Text provided:
(HealthDay)—Patient characteristics at onset can help to estimate the long-term course of psoriasis with good discriminatory power, according to a study published online April 14 in JAMA Dermatology.
Axel Svedbom, from the Karolinska Institutet in Stockholm, and colleagues sought to describe the clinical course of psoriasis and identify possible indicators of long-term outcomes among a noninterventional cohort of patients enrolled between 2001 and 2005 and followed for 10 years. The analysis included 721 patients (≥15 years) with recent-onset psoriasis (<12 months duration).

What the task asks:
Continue the report on the psoriasis course study, starting after its last sentence. The listing that comes next isn't needed for this work.

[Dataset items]
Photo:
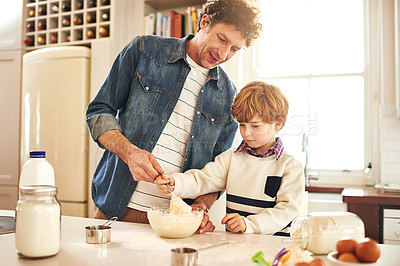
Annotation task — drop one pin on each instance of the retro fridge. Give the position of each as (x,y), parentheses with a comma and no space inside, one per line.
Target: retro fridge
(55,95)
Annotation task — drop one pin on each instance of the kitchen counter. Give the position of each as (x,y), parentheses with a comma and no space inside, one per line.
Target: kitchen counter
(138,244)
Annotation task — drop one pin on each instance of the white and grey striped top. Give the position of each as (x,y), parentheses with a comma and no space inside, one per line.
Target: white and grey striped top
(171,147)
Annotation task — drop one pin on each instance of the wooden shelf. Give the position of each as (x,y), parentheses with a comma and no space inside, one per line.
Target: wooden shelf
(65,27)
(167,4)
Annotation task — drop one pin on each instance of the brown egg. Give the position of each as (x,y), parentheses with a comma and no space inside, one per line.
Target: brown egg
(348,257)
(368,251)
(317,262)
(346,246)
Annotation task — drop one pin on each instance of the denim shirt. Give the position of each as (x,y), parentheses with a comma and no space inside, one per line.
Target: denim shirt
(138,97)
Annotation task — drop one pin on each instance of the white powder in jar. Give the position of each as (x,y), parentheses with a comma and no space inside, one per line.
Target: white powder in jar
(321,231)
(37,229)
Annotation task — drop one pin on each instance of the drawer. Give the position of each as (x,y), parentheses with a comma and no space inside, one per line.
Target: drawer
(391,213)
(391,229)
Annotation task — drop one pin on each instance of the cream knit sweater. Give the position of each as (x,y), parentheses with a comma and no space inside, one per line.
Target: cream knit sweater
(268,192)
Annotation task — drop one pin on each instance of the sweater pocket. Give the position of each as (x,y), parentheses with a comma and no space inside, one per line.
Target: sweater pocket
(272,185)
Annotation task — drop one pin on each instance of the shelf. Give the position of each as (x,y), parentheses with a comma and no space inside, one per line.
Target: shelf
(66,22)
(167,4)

Result of the task:
The researchers found that the cumulative incidence of severe psoriasis at 12 years from enrollment was 21 percent. At follow-up, 77 of 389 patients with plaque onset (20 percent) and 56 of 116 with guttate onset (48 percent) had minimal disease activity without treatment, and 24 percent overall had psoriatic arthritis. The cumulative incidence of severe disease in patients with plaque phenotype, above-median disease activity, and scalp lesions was 52 percent versus 11 percent in patients with below-median disease activity at inclusion. Nearly six in 10 patients with peripheral enthesitis (59 percent) had psoriatic arthritis after 10 years versus 12 percent without initial joint pain. A severe disease course was also associated with smoking (hazard ratio, 1.70) and activating genes in the interleukin-23 pathway (odds ratio, 1.55). Early initiation of systemic therapy was associated with a lower risk for severe disease at 10 years versus later initiation of systemic therapy (odds ratio, 0.24).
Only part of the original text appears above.